══ Source excerpt ══
I just ordered a Summit for my 2800 sq ft open floor plan in NW Iowa and am glad I went with the bigger even though the house heats fairly easy with the wood burner I have now (old clunker), I took the advice from this forum and went with the bigger one and I now know they were dead on.


----------



## dougstove (Apr 3, 2010)

Hi;
I have a Pacific Energy Super27, the plainest mid-size version.
I have a 1900 sq ft. tri level split, with the stove on the middle level;  the house is reasonably insulated and tight but far from R2000.
In New Brunswick it gives us all the heat we need, and more.  We have electric back up, but it never comes on, unless we are away.
In cold weather (mid-December to end of February, -5 to -30C) we burn nearly 24/7, with about 3-4 full loads per day.
In shoulder season we burn one load in the evening.
I heat the house on about 3.5-4 cords per winter of good quality, dry maple with a bit of yellow birch and white birch kindling.
I have a simple air return from the lowest level to the stove room, and that made a big difference, since the house is elongated.

An advantage in the larger PE stoves is the ability to burn slightly longer pieces, so less cutting;  the Summit is actually only slightly larger than the Super27 in terms of floor footprint.
But the Super27 gives us all the heat we want, in a winter climate similar to yours.  I do have a big expanse of exposed masonry right behind the stove that gives a thermal flywheel effect.

I am wondering, reading from American posters, whether the general insulation standards there are a bit lower, since the wood consumption and stove sizing seem surprisingly large to me, given the climate.


----------



## SKIN052 (Apr 3, 2010)

Maybe the American just like allot more heat? A home the size of mine should be good with 4 - 4 1/2 cords keeping the house at 22c or roughly 72f. I also think they are paying less for the stoves as well despite our dollar being near par. I would be looking at 3k for a summit I believe and roughly 2300 for a summit.


----------



## dougstove (Apr 3, 2010)

I got my Super27, installed, for about $1600 18 months ago, but the guy told me the prices were going up.


----------



## BrotherBart (Apr 4, 2010)

I heat this place with the Englander 30 which has the same firebox size as the Summit and consistently burn three cords a year in it keeping the place around 72 to 74 F. 1,200 sq. ft. downstairs and 1,200 upstairs. The upstairs/downstairs split is usually two to three degrees. In winter I run three 2/3 loads a day and in spring and fall one half load in the morning and bank the coals and then a half load at nine are ten o'clock.

One of the beauties of a large firebox is some working room for configuring the load and for moving splits around if you need too during the burn.


----------



## Hogwildz (Apr 4, 2010)

If your winter temps go below 20 degrees, you may want to consider the Summit. You may also want to consider the T6, as it is a "gentle" heat as described by users in the forum here.
If you get a few days/nights in the single digits &/or a lot of wind, the smaller box may not cut it. Never go by the manufacturers advertised sf heating capacity, it is not realistic (lower than stated).


----------



## SKIN052 (Apr 5, 2010)
═══
══ Provided records ══
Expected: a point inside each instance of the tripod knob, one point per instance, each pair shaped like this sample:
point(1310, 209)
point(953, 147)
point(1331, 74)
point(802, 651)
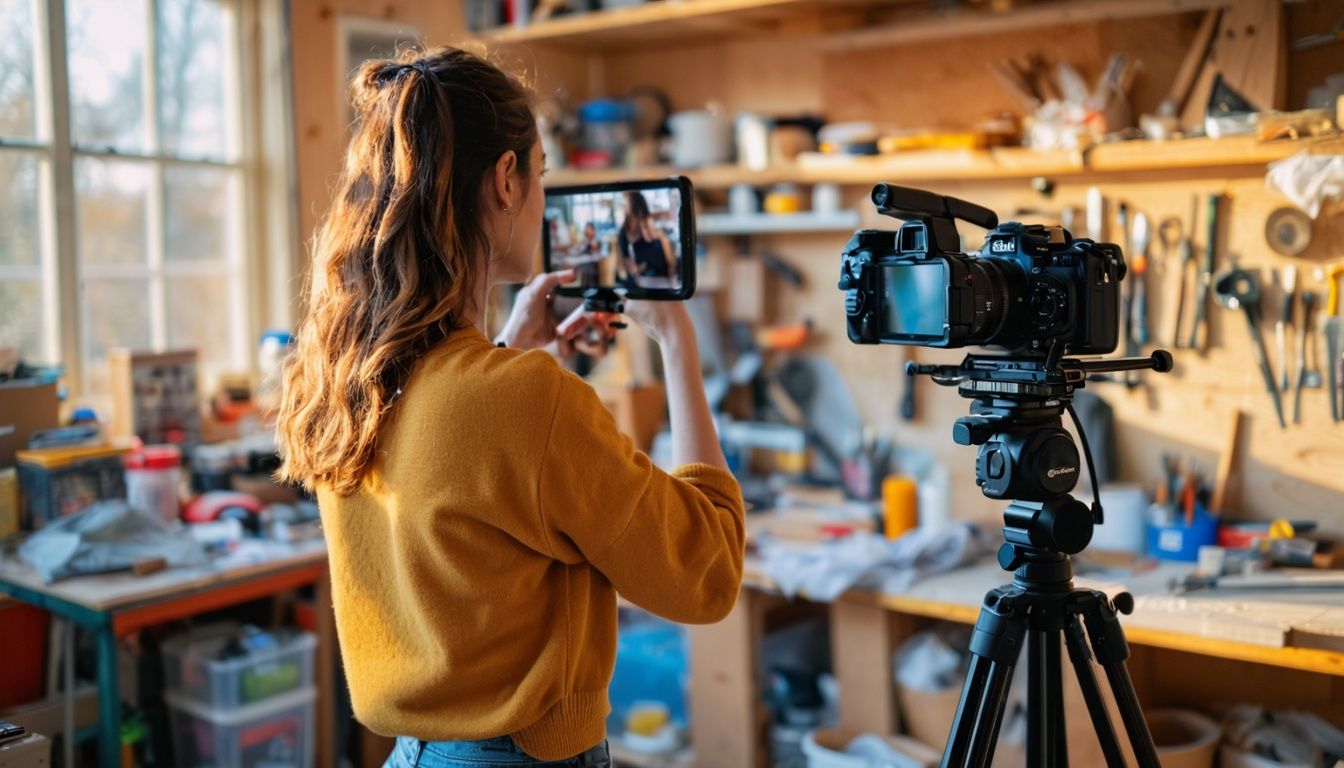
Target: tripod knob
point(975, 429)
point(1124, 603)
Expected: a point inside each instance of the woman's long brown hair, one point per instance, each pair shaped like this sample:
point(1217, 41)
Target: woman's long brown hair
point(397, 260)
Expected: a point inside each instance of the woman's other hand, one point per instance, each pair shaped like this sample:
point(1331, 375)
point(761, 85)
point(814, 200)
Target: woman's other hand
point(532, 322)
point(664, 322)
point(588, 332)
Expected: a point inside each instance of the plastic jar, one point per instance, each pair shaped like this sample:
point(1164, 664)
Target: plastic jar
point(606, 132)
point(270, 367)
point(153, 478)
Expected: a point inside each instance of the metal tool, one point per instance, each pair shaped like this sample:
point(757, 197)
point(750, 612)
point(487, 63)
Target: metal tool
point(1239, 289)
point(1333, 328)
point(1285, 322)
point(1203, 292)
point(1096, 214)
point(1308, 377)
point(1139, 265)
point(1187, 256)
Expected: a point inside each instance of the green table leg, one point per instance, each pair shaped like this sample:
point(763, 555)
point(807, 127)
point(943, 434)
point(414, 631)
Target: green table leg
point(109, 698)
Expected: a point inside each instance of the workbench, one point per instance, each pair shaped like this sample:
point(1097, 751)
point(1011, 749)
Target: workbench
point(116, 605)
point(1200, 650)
═══
══ Provided records ══
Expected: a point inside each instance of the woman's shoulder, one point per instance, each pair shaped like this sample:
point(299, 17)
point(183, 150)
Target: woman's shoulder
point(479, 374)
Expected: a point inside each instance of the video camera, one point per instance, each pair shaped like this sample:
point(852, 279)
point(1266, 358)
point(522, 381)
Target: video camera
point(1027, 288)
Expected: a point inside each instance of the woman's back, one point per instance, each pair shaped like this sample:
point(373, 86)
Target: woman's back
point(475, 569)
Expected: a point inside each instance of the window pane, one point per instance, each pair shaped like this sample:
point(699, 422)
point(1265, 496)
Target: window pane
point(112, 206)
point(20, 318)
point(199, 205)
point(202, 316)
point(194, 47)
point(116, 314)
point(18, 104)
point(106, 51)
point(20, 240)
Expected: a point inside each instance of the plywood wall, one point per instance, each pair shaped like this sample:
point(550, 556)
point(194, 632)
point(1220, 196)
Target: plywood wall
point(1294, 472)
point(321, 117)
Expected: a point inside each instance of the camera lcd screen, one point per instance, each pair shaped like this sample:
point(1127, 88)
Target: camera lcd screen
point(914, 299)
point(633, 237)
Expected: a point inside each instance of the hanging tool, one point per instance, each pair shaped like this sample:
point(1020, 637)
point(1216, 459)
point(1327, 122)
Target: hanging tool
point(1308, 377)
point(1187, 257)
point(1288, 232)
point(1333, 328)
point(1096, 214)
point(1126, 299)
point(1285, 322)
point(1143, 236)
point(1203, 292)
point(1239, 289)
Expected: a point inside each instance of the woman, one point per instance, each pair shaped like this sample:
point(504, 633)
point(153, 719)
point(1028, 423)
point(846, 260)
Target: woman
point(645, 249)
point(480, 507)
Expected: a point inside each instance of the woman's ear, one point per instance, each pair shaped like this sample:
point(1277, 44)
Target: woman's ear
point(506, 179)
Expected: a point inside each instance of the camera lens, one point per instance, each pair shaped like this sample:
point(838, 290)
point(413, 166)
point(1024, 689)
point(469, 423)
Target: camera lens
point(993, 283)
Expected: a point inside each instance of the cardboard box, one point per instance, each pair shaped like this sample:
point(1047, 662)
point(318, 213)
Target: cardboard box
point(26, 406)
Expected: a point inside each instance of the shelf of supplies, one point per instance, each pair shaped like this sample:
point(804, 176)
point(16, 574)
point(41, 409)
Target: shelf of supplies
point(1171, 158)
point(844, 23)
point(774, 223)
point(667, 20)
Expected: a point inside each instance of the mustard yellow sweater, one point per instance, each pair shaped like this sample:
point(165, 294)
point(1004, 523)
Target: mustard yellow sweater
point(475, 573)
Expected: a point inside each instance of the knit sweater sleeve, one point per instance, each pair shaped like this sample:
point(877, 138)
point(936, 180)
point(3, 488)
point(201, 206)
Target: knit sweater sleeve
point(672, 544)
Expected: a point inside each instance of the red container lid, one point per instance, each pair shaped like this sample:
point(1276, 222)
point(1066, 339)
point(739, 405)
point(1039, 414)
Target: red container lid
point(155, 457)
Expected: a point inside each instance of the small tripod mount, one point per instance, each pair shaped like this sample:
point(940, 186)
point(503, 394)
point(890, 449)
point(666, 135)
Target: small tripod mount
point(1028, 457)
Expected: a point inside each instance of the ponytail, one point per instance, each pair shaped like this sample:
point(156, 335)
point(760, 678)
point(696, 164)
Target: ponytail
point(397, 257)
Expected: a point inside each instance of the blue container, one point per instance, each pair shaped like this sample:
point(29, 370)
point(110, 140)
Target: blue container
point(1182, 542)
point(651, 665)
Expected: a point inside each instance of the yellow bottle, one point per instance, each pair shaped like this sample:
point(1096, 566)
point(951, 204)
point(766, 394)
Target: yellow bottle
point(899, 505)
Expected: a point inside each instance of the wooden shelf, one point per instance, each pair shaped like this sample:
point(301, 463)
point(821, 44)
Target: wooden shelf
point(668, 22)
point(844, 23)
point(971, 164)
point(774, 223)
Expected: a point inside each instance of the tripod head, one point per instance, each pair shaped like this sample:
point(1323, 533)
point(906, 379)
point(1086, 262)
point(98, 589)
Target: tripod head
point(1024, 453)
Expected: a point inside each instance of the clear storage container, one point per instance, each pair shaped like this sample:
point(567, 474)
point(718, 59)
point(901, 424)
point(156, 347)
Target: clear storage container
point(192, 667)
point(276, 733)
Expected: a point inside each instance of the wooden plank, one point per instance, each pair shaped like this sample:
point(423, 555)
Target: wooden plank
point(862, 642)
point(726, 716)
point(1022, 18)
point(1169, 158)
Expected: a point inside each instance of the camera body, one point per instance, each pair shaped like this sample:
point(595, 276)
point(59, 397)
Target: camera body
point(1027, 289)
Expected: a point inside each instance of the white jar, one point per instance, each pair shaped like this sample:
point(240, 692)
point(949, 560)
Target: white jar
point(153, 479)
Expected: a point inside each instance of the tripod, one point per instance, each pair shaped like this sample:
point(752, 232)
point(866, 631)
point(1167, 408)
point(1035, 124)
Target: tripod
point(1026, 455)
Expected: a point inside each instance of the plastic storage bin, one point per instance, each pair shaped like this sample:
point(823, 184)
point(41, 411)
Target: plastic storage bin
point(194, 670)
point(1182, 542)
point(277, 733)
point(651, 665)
═══
• _Tasks and exercises_:
1. Check each statement against the wood stove thread and mark it yes or no, quoting the exact words of the thread that settle it: (a) The Super27 owner heats the house on roughly 3.5 to 4 cords per winter. (b) The Englander 30 has a smaller firebox than the Summit. (c) Hogwildz advises relying on the manufacturers' advertised square-footage heating capacity.
2. Proceed with the wood stove thread, starting after its final line.

• _In response_:
1.
(a) Yes: "I heat the house on about 3.5-4 cords per winter"
(b) No: "which has the same firebox size as the Summit"
(c) No: "Never go by the manufacturers advertised sf heating capacity, it is not realistic (lower than stated)."

2.
I have basically decided to go with the Super 27. The extra cost is just not doable right now but I sure have to get off the electric. I will take the extra I save and work on installing vents to move the air around good but I am really hoping the Air exchanger will help in that regard. I also just lined up 6 cords of wood, 3 Birch and 3 spruce for $700 delivered in 8 foot lengths. Good deal for around these parts. If I am wrong on the stove I will suck it up and let you guys know. 

Thanks for all the advice.


----------



## dispatcher101 (Apr 5, 2010)

sounds good.  Definitely put the blower on it.  And don't forget to post pics.


----------



## wyosioux (Apr 5, 2010)

Skin,
I believe if there is any way you can have the stove located opposite of your staircase, that would be the best. This way, the heat will work its way across that lower area to the stair column and of course, go up from there. I think that if you put it directly near the bottom of the stairs, you will be unhappy with the heat you feel in the lower area. It sounds as if this is something that possibly could still be done, right? I am looking at putting a stove in my basement, and two different installers have given me this advice. Luckily for me, my already build heath area is indeed opposite my stairs. Good luck!


----------



## madison (Apr 5, 2010)

dispatcher101 said:
			
		

> sounds good.  Definitely put the blower on it.  And don't forget to post pics.



2nd the advise for the blower (~$250 additional).  And understand the $$ issues, but you may end up throwing money away by rushing and buying the smaller unit.  I hope it works out well nonetheless.


----------



## wendell (Apr 6, 2010)

Might want to hold off a bit. Rumor has it that PE's spring sale is going to be a free or greatly reduced blower. Hopefully that will help you get the more appropriately sized stove.


----------



## oldspark (Apr 6, 2010)

wendell said:
			
		

> Might want to hold off a bit. Rumor has it that PE's spring sale is going to be a free or greatly reduced blower. Hopefully that will help you get the more appropriately sized stove.


 I just ordered a PE and if they do that I am going to try and get it from them, it was a hassle getting the stove ordered in the first place and I think they owe me.


----------



## Todd (Apr 6, 2010)

I hate to say it but I think you will be disappointed in going with the smaller stove especially with a basement install. It's tough to heat 2400 sq ft from a basement even with great insulation, I know I tried and ended up with a stove on each floor. It will probably be fine in the shoulder seasons but you will miss the bigger fire box mid winter.


----------



## wendell (Apr 6, 2010)

Yeah, if you are going to put it in the basement, go big or go home!  ;-)


----------



## Highbeam (Apr 6, 2010)

You've made the order so I won't say how you should absolutely have bought the summit, oh, I just did. So now you should be sure that your install will accommodate the larger stove if in the future you decide to upgrade. Be sure not to build your hearth to just barely fit the spectrum, but look to be sure that you could fit a summit with room to spare. Also consider the flue penetration through the wall or ceiling to be sure that you can accommodate the larger stove. I built my hearth pretty perfectly to my chosen stove and in doing so eliminated an easy conversion to a cat stove of my choice.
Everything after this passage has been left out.